You're the Greatest Lover is a budget-priced compilation album by Dutch girl group Luv' released by PolyGram Netherlands in 1998. It features songs from the back catalogue of Phonogram/Philips Records, Luv's label between 1977 and 1979 when the female pop trio reached its peak in a large part of Continental Europe and South Africa. This album is named after the biggest hit record of the female pop formation: "You're the Greatest Lover".

Track listing
All songs written by Hans van Hemert and Piet Souer under the pseudonym 'Janschen & Janschens'.

"You're the Greatest Lover" – 2:50
 Taken from the album With Luv' (1978)
"Hang On" – 3:07
 Taken from the album With Luv' (1978)
"U.O.Me" – 2:57
 Taken from the album With Luv' (1978)
"I Like Sugar Candy Kisses" – 3:34
 Taken from the album Lots of Luv' (1979)
 "Trojan Horse" – 3:24
 taken from the German Version of With Luv' (1978)

Written tasks.
#1 Quote the text about the Luv' compilation album between "You're the Greatest Lover is" and "of Luv' (1979)", inclusive.
#2 Write what comes next in the text about the Luv' compilation album, starting after its final line.

Provided records.
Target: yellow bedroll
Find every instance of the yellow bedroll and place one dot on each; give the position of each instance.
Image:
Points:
* * *
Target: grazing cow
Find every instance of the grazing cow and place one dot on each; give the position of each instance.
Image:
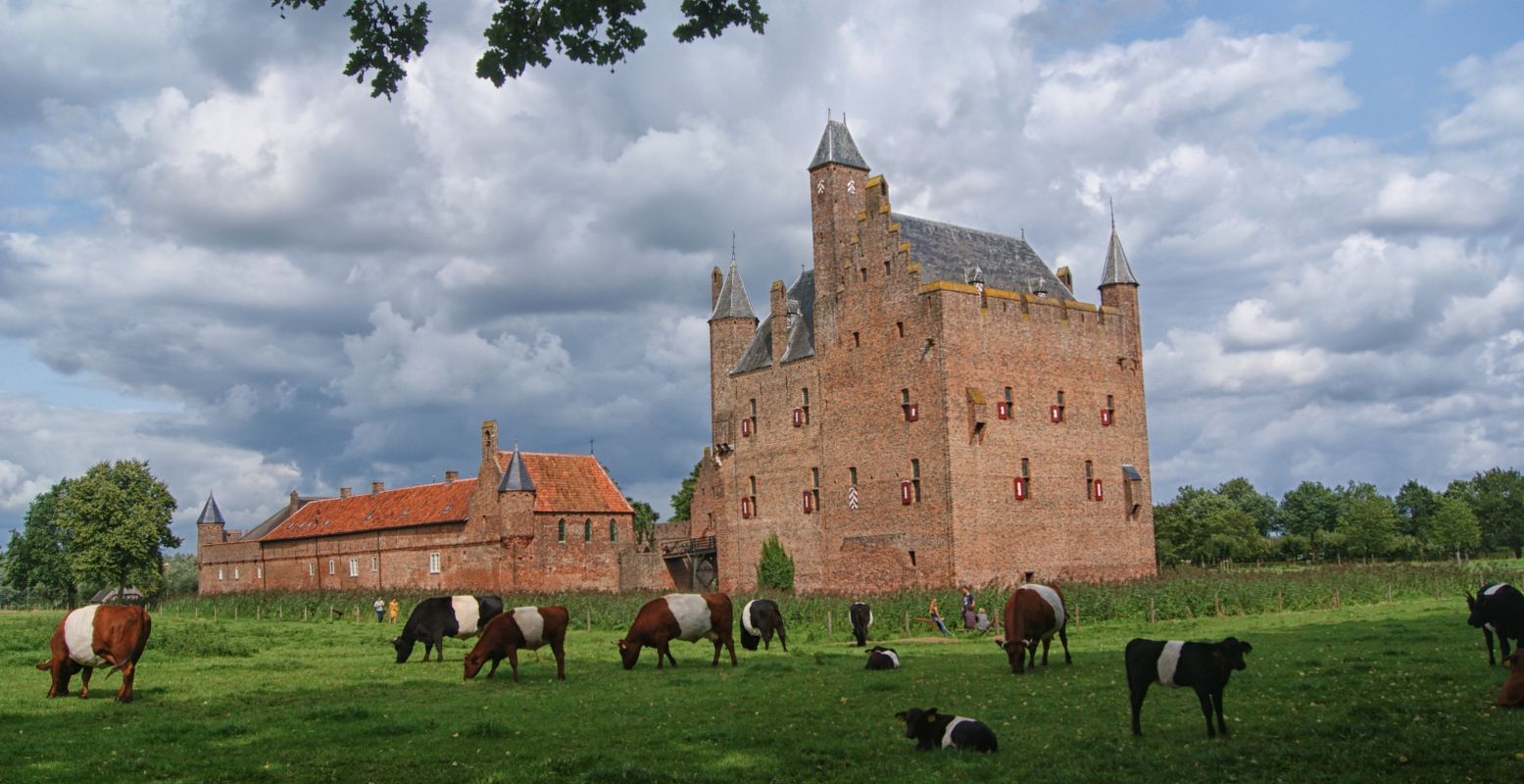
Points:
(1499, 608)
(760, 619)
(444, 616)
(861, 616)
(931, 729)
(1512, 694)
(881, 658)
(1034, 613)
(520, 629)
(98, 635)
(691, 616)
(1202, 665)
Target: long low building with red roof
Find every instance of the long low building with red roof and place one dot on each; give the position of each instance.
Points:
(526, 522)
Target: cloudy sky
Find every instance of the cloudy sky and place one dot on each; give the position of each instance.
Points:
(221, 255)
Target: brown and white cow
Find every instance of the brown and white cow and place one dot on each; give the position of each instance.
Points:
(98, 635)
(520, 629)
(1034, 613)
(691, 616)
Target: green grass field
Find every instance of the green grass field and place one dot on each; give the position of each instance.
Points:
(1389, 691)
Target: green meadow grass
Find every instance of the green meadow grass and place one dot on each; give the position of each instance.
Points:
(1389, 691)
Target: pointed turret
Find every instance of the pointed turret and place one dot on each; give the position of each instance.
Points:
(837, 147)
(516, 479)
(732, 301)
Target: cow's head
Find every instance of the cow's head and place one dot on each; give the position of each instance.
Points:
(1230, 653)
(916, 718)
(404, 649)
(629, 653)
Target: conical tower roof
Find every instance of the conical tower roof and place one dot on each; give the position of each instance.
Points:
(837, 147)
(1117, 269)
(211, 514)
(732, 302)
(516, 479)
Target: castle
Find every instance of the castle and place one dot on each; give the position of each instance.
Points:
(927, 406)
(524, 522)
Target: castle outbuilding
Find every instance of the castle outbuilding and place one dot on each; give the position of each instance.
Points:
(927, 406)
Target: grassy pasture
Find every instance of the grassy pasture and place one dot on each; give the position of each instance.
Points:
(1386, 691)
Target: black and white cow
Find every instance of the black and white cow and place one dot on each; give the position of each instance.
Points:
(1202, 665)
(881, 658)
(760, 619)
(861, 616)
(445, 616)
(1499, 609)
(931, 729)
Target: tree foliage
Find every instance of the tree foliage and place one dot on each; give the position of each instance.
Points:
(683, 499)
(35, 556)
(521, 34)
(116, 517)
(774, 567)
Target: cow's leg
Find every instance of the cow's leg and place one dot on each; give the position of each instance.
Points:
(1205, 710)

Per-task answers.
#1
You're the Greatest Lover is a budget-priced compilation album by Dutch girl group Luv' released by PolyGram Netherlands in 1998. It features songs from the back catalogue of Phonogram/Philips Records, Luv's label between 1977 and 1979 when the female pop trio reached its peak in a large part of Continental Europe and South Africa. This album is named after the biggest hit record of the female pop formation: "You're the Greatest Lover".

Track listing
All songs written by Hans van Hemert and Piet Souer under the pseudonym 'Janschen & Janschens'.

"You're the Greatest Lover" – 2:50
 Taken from the album With Luv' (1978)
"Hang On" – 3:07
 Taken from the album With Luv' (1978)
"U.O.Me" – 2:57
 Taken from the album With Luv' (1978)
"I Like Sugar Candy Kisses" – 3:34
 Taken from the album Lots of Luv' (1979)

#2
"Saint Tropez" – 3:04
 Taken from the album Lots of Luv' (1979)
"Casanova" – 3:50
 Taken from the album Lots of Luv' (1979)
 "Who Do You Wanna Be" – 3:34
 Taken from the album With Luv' (1978)
"Eeny Meeny Miny Moe" – 2:53
 Taken from the album Lots of Luv' (1979)
"Honey, Money" – 3:16
Taken from the album Lots of Luv' (1979)
"My Man" – 3:05
 Taken from the album With Luv' (1978)
"If You Love Me" – 2:34
 Taken from the album Lots of Luv' (1979)
"Dream, Dream" – 3:30
 Taken from the album With Luv' (1978)
"Louis, Je T'Adore" – 3:40
 Taken from the album With Luv' (1978)
"The Night Of Love" – 3:32
 Taken from the album Lots of Luv' (1979)
"Oh, Get Ready" – 3:16
 Taken from the album With Luv' (1978)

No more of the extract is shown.